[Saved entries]
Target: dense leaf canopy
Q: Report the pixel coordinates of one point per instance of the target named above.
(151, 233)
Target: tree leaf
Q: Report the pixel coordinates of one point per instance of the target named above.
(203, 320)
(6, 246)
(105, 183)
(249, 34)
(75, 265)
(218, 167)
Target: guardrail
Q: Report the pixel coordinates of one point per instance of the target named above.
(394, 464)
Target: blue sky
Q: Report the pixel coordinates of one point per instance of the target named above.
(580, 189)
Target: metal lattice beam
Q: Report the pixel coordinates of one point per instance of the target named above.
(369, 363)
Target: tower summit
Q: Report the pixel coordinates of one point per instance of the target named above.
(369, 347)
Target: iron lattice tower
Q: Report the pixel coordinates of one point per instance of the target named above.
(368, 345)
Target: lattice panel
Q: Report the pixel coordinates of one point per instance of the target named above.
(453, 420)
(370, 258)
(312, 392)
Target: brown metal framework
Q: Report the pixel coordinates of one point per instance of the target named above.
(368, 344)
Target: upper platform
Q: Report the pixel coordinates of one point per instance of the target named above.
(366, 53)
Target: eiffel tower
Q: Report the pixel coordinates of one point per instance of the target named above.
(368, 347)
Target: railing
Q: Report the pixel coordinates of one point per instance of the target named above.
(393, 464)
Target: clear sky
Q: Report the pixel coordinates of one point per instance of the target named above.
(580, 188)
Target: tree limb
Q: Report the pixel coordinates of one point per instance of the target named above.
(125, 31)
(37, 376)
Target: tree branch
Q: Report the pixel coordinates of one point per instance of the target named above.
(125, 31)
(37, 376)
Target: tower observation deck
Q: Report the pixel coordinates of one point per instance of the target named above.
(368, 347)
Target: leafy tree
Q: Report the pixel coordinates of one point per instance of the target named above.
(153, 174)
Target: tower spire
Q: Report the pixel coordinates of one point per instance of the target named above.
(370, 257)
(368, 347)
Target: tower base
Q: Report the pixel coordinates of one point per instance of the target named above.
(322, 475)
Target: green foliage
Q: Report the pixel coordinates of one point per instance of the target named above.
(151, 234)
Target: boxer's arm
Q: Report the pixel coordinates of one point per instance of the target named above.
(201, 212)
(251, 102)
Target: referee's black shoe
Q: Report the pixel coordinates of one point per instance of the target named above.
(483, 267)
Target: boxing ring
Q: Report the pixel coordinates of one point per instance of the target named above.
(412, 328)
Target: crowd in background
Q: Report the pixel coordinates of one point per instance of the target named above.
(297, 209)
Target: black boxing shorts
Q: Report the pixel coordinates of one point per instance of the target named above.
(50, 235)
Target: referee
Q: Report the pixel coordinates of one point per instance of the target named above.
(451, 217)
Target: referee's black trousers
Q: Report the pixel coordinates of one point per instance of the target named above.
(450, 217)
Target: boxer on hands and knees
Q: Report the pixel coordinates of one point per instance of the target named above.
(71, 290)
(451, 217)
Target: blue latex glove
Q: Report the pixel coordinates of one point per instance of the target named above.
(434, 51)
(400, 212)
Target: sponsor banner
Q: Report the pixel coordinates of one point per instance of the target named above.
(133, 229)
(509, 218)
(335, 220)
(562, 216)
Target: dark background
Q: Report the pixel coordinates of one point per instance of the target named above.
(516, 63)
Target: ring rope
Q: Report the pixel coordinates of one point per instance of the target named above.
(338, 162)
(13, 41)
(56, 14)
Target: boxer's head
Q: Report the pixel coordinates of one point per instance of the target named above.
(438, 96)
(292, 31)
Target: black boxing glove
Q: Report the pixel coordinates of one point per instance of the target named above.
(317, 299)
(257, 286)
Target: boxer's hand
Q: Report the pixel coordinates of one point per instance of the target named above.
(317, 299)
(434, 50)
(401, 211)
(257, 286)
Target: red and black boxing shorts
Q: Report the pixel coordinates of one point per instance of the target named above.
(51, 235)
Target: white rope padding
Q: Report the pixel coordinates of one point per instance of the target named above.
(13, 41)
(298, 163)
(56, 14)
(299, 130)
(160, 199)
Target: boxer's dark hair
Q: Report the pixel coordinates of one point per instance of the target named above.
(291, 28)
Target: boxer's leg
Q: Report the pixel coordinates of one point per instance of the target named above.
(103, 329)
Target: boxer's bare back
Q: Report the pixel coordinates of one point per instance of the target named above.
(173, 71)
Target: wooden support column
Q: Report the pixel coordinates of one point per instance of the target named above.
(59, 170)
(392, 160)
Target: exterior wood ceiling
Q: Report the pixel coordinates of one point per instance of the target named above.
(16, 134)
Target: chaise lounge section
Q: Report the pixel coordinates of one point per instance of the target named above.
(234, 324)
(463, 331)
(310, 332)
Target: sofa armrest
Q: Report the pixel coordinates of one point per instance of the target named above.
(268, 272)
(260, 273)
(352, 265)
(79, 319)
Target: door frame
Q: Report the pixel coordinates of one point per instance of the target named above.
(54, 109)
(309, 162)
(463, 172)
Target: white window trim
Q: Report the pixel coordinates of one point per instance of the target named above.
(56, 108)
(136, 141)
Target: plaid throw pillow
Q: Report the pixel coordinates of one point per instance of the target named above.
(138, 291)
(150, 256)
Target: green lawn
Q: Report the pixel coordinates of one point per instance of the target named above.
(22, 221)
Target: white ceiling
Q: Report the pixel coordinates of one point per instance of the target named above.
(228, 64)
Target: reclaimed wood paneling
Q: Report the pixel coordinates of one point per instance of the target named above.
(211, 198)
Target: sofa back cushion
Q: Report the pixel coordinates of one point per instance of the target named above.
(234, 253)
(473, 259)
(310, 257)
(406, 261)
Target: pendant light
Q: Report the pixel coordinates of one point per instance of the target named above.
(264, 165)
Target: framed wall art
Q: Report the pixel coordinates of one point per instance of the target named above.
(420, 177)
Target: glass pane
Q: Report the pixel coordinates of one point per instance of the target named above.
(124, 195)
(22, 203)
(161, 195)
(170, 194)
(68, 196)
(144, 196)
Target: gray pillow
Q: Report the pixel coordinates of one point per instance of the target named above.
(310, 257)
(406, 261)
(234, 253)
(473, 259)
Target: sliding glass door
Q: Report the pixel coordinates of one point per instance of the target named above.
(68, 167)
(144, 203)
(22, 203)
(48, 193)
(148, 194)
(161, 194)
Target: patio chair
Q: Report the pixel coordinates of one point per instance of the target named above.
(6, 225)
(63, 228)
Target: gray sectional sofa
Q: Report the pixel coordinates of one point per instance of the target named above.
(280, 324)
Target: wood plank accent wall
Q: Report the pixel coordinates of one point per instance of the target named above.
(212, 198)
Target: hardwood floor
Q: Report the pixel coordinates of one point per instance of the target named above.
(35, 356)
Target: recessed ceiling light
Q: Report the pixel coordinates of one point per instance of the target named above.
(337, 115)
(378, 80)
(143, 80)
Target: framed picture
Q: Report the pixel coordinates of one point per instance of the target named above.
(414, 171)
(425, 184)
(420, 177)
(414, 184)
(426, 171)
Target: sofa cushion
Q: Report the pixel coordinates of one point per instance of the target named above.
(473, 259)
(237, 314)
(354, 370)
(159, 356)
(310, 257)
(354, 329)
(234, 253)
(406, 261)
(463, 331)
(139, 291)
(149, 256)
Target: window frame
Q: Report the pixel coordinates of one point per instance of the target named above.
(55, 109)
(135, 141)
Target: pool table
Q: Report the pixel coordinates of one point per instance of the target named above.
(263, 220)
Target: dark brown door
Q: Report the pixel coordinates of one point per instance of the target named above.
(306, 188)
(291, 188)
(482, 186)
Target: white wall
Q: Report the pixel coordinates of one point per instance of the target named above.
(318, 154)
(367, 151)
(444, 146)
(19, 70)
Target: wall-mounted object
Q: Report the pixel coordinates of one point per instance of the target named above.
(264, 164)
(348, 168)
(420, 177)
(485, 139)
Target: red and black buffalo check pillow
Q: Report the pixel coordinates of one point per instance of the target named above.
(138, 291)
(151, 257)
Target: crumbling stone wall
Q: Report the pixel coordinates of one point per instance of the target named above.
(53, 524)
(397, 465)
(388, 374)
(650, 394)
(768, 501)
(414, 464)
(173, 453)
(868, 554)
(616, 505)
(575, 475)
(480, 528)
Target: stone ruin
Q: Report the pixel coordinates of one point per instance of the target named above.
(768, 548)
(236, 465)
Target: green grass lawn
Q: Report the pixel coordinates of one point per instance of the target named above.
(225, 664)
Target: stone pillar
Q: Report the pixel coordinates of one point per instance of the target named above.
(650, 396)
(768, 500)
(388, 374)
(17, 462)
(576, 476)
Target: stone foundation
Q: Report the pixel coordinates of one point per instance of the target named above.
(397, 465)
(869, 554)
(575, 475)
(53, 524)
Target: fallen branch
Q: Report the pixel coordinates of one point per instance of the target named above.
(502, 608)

> What to do
Please give back, exactly as it stands above, the stretch from the line with "Target: tower base" through the line with "Target: referee's black shoe", and no line outside it.

> Response area
Target: tower base
Q: Report the pixel coordinates of one point per instance of the target named above.
(322, 475)
Target: green foliage
Q: Report the pixel coordinates of one point per instance of the target named above.
(151, 234)
Target: boxer's arm
Q: Report the pixel coordinates of one point per instance of the target named above.
(201, 212)
(251, 102)
Target: referee's black shoe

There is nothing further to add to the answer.